- [Given text]:
* * *

The Eyes of Irmgaard

Question:  What do four Americans, a Taiwanese manicurist, an Aussie comedienne, a Tanzanian priest, a Mexican housewife, and an unfortunately named Austrian woman known as “Irmgaard” have in common?

Answer: Not much.

There we were, though, on the first day of language school.  Last week I was in Paris attending classes at the Alliance Francaise.  I began this journey last summer when I decided I needed a challenge, and I settled on learning French.

I was leading a tour group through England and France, and I was traveling with a French teacher who is a friend of mine.  One night after dinner, we went for a walk, and I told her about my previous/failed attempts at learning another language.  I took Spanish and Latin in school, today I can only remember one phrase in each.  I can say, “He/She/It is no good” in Spanish, which I’ve found to be helpful in any number of situations, and I can also sing “Twinkle, Twinkle Little Star,” in Latin which I pretty much never have the opportunity to use.  A few years ago I took a stab at German, and that went nowhere.

The French teacher and I decided to sit at a café and have a drink and we started talking about my attempts at language in the past, over the course of the night, she convinced me to give it another go – and of course she thought French would be the perfect language for me.  I don’t know if it was her speech or the drink or the fact we were in Paris, or maybe all of the above, but I it sounded like a path I needed to head down.  She pointed me in the direction of a local tutor affiliated with the Alliance Francaise, and the rest is history.

* * *

(Items drawn from a labeling collection)
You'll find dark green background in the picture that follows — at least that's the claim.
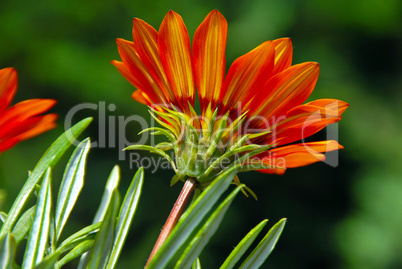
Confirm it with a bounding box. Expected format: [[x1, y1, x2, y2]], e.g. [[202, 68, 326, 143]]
[[0, 0, 402, 268]]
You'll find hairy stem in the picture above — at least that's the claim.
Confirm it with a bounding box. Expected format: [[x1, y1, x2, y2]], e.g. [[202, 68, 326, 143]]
[[145, 178, 197, 268]]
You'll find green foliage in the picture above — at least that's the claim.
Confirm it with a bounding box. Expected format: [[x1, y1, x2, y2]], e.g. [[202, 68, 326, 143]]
[[0, 119, 284, 269]]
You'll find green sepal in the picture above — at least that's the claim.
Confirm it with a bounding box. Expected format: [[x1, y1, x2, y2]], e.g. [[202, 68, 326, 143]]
[[219, 220, 268, 269], [123, 145, 177, 172], [11, 206, 36, 244]]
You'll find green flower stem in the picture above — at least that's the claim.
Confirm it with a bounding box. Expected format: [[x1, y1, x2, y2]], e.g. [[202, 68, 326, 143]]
[[145, 178, 197, 268]]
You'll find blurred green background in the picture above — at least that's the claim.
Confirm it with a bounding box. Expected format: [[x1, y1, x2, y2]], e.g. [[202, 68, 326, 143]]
[[0, 0, 402, 268]]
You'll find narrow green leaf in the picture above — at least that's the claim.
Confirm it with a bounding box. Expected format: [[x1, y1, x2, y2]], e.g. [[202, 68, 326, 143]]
[[55, 239, 94, 269], [54, 138, 91, 241], [191, 258, 201, 269], [77, 165, 120, 269], [92, 165, 120, 223], [147, 169, 236, 269], [220, 220, 268, 269], [175, 185, 244, 269], [0, 233, 17, 269], [35, 252, 60, 269], [0, 118, 92, 236], [240, 219, 286, 269], [107, 167, 144, 269], [0, 189, 7, 209], [56, 222, 102, 253], [22, 168, 52, 269], [12, 206, 36, 244], [0, 211, 7, 223], [87, 190, 119, 269]]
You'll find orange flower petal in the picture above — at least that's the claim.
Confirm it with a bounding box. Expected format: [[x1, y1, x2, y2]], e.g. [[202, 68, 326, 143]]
[[193, 10, 227, 112], [0, 114, 57, 152], [17, 114, 57, 140], [131, 90, 153, 106], [272, 38, 293, 74], [0, 99, 56, 131], [133, 18, 177, 105], [158, 11, 195, 109], [306, 99, 349, 116], [0, 67, 17, 114], [259, 140, 343, 174], [220, 41, 275, 109], [262, 102, 341, 146], [249, 62, 319, 119]]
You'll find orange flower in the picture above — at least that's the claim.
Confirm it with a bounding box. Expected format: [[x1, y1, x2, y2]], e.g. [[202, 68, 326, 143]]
[[0, 68, 57, 152], [112, 10, 348, 174]]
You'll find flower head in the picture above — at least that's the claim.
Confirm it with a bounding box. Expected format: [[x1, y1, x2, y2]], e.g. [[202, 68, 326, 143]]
[[0, 68, 57, 152], [112, 10, 348, 186]]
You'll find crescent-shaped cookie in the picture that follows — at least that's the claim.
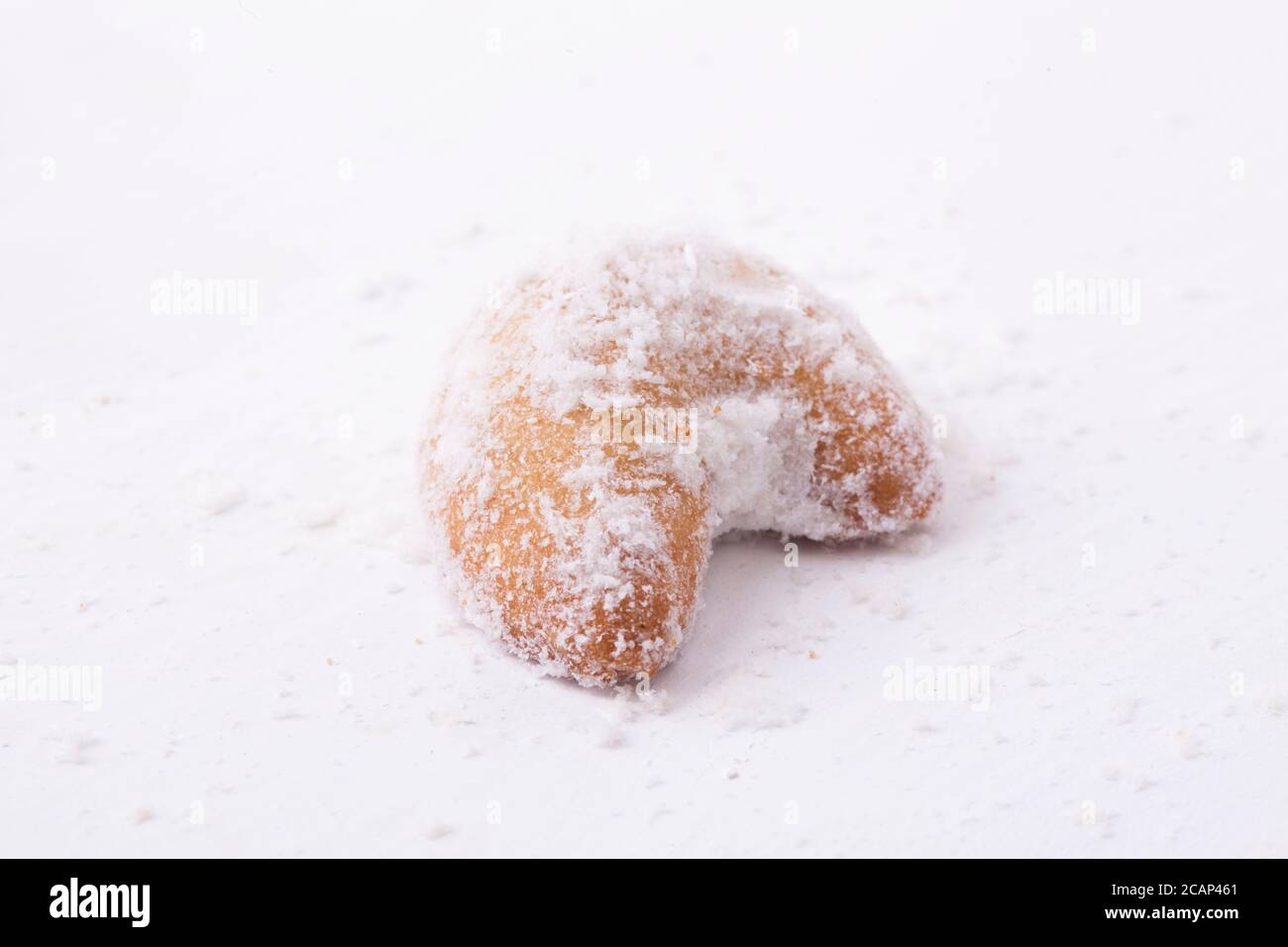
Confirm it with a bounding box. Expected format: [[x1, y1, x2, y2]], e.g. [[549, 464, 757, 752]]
[[421, 239, 941, 684]]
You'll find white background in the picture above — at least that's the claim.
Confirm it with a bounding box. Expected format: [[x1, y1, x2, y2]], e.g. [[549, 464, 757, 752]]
[[0, 0, 1288, 856]]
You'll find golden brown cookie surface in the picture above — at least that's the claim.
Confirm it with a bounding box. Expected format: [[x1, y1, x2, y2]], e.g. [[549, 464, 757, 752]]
[[422, 234, 941, 684]]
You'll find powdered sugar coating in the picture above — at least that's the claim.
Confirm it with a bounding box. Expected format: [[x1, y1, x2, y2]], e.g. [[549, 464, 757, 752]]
[[422, 237, 941, 684]]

* * *

- [What you will do]:
A) From the post about learning French, output the passage that opens with the words containing "Question:  What do" and closes with "have in common?".
B) Answer the following questions using the post about learning French:
(i) In which city was the writer attending classes at the Alliance Francaise last week?
(ii) Which two languages did the writer take in school?
(iii) To whom did the French teacher point the writer?

- [Results by task]:
A)
Question:  What do four Americans, a Taiwanese manicurist, an Aussie comedienne, a Tanzanian priest, a Mexican housewife, and an unfortunately named Austrian woman known as “Irmgaard” have in common?

B)
(i) Paris
(ii) Spanish and Latin
(iii) A local tutor affiliated with the Alliance Francaise